▸ **What the task asks**: Carry on the news report about the Canadian HIV-exposure trial of a Zimbabwean singer, starting after its final sentence.

▸ **Document passage**:
◇ ◇ ◇ ◇ ◇

A ZIMBABWEAN singer has gone on trial in Canada, charged with exposing four sexual partners to HIV, the virus that causes Aids.

Charles Mzite, 36, a performer with a marimba outfit called Jambanja, faces four counts of aggravated assault.

The British Columbia Supreme Court heard Monday how Mzite arrived in Canada in May 2001 on a visitor’s visa. Shortly after, he became a founder member of Jambanja which performed on the streets of Victoria, where he lived.

Crown prosecutor Nils Jensen, outlining the case against Mzite before Justice Robert Johnston, said the dreadlocked singer had known about his HIV status from the mid-1990s, but had neglected to tell his sexual partners.

Mzite was arrested in Vancouver in September 2007 after one of his former girlfriends tested positive for HIV antibodies.

Jensen said evidence will show Mzite came to Canada at the invitation of a Victoria woman who met him in Zimbabwe. They had a brief relationship, said Jensen.

A couple of months after Mzite moved to Canada, the woman -- who is not a complainant -- met someone at a music festival who told her Mzite was HIV-positive. She confronted Mzite and insisted he be tested.

On July 26, 2001, Mzite was tested at the Cook Street clinic but never picked up his result, said Jensen. Mzite told the woman his test was negative.

"That, the Crown will say, is a lie," said Jensen. "In fact, VIHA records show the test came back HIV-positive."

Mzite didn't pick up his result because he already knew in 2001 he is HIV-positive, said Jensen. After this test, he went on to have unprotected sex with four other women and did not tell any of them about his HIV status.

◇ ◇ ◇ ◇ ◇

▸ **Given information**:
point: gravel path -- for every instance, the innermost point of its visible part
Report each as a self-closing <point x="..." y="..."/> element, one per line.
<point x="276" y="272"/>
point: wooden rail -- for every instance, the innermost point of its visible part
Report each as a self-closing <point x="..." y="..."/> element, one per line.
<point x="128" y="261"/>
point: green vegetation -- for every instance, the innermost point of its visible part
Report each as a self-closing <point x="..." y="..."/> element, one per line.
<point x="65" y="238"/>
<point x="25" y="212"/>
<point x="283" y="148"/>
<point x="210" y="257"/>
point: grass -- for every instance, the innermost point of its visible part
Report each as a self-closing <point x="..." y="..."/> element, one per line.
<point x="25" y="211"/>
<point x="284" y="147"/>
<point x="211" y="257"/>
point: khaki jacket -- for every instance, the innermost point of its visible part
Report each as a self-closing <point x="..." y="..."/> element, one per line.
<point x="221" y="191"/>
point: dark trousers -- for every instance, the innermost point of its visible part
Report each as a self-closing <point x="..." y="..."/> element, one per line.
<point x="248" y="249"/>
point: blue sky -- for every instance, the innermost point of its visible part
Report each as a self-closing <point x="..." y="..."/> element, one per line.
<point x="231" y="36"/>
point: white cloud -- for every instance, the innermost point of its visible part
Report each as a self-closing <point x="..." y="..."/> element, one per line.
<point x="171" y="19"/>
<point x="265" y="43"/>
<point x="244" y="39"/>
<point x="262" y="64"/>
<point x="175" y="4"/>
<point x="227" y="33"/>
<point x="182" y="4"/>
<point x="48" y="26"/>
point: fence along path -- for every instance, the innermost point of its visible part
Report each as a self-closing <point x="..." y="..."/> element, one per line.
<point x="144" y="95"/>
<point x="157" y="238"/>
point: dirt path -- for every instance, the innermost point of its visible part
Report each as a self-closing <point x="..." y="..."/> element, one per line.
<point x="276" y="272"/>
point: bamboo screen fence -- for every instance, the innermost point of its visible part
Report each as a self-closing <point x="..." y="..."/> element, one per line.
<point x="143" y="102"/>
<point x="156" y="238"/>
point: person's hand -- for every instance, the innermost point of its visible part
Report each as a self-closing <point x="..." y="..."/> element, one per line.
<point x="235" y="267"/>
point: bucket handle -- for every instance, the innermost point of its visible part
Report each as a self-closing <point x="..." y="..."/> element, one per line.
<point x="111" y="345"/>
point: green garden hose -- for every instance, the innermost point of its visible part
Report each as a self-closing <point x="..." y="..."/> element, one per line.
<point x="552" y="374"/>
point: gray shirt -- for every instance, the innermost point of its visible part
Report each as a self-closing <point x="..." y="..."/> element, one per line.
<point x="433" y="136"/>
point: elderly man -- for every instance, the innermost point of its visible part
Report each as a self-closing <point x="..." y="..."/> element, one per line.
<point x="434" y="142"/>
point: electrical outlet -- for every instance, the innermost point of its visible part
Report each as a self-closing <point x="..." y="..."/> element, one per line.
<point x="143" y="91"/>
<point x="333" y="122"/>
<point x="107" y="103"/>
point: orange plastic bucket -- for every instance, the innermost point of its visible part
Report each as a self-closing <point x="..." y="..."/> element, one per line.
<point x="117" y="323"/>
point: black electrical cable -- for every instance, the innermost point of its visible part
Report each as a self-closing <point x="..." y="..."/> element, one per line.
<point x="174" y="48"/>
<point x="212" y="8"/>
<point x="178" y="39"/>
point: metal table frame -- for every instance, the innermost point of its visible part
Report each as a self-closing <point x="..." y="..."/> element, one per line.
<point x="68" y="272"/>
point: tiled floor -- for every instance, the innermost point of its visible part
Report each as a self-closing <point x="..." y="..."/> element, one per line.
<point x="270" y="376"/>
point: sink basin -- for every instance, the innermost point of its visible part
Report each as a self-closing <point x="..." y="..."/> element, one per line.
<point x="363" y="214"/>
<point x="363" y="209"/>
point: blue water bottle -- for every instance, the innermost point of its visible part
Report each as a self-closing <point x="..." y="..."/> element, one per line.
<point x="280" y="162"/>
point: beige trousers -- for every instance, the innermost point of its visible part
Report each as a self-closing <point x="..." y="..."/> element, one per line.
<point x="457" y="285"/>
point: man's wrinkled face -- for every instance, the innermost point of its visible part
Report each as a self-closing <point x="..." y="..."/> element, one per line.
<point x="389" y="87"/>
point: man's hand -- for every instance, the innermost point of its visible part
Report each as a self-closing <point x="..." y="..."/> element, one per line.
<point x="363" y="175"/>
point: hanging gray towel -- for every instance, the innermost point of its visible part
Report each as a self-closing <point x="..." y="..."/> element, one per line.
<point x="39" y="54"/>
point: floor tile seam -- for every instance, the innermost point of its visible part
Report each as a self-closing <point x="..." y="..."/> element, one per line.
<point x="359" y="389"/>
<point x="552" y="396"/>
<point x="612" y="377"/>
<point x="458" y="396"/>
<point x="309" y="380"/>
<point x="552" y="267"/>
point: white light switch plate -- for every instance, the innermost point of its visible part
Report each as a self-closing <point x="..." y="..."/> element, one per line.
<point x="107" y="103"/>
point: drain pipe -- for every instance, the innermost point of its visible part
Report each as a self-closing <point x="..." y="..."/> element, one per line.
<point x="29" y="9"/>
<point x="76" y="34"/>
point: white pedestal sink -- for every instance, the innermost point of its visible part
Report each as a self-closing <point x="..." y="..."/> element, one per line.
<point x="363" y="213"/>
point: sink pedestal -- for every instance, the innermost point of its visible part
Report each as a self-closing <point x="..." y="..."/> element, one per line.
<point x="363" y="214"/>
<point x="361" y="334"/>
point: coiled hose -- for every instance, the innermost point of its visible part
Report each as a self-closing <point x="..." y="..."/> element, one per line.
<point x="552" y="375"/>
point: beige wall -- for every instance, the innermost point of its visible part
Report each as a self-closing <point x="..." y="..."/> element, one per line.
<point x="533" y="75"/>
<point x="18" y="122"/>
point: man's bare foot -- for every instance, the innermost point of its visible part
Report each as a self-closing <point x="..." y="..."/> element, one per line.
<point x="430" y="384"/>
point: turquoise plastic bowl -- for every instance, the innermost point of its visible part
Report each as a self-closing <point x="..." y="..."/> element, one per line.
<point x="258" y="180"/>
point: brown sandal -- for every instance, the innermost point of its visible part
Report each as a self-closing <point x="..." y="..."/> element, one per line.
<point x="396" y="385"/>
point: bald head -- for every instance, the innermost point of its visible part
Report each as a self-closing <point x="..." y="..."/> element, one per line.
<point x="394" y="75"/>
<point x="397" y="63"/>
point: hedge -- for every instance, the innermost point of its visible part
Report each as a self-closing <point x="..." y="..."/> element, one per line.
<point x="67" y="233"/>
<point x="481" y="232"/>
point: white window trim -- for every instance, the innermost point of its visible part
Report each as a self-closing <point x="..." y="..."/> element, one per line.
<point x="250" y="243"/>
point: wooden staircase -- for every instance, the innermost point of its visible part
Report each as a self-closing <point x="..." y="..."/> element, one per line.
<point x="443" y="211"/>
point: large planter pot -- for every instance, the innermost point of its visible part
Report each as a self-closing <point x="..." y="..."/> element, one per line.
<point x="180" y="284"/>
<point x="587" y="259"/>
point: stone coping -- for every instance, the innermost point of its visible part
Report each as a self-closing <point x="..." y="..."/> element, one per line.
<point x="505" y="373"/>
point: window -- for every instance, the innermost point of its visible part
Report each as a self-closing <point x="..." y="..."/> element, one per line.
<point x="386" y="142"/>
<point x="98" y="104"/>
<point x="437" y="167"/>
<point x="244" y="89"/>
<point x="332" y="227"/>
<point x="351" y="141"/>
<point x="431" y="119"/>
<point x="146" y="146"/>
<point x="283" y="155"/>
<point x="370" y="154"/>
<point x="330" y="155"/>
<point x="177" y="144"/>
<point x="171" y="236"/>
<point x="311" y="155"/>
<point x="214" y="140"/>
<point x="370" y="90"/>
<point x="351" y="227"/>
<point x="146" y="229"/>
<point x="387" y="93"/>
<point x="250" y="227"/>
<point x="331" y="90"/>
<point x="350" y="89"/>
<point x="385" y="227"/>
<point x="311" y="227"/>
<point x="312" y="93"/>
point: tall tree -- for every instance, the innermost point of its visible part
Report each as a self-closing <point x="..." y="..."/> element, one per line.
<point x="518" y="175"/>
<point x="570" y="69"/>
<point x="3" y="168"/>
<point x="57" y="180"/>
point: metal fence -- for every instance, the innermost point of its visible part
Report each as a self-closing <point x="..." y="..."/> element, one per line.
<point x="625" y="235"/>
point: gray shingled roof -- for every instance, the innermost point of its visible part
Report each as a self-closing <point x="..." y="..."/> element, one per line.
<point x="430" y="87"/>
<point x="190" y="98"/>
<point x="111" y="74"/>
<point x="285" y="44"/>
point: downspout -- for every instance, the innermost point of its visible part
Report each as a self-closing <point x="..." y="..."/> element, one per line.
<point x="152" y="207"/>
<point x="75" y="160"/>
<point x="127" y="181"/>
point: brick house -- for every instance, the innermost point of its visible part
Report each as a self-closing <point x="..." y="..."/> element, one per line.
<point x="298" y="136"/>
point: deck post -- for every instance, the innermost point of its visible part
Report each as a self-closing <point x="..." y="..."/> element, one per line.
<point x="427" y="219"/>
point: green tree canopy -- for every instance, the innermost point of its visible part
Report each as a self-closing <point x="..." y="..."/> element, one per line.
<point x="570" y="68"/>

◇ ◇ ◇ ◇ ◇

▸ **Output below**:
The third complainant, who is infected with HIV, had sex with Mzite from July to December 2003. She heard of his HIV status from a friend.

After testing positive for HIV, she took Mzite to be tested again at the Cook Street clinic in 2004, then went back with him for his results.

"She was with the accused when he was told at the clinic he is HIV-positive," said Jensen. "And the evidence will show he showed little emotion because he already knew of his status because of testing he'd done a short time before in Vancouver."

The Crown will call evidence from the Centre for Disease Control, the central repository of all HIV-positive test records.

Dr. Chris Fraser, a HIV/AIDS expert, is expected to testify that the amount of Mzite's viral loading shows he was HIV-positive for some time.

The third complainant is expected to testify that Mzite confided to her in 2006 that he knew he was HIV-positive from the mid-1990s.

Outside court, Jensen said this is the first case of its kind for Victoria.

Sentencing for people convicted of aggravated sexual assault have ranged from a few years in jail to a 15-year sentence for a British Columbia man who had six victims and infected three.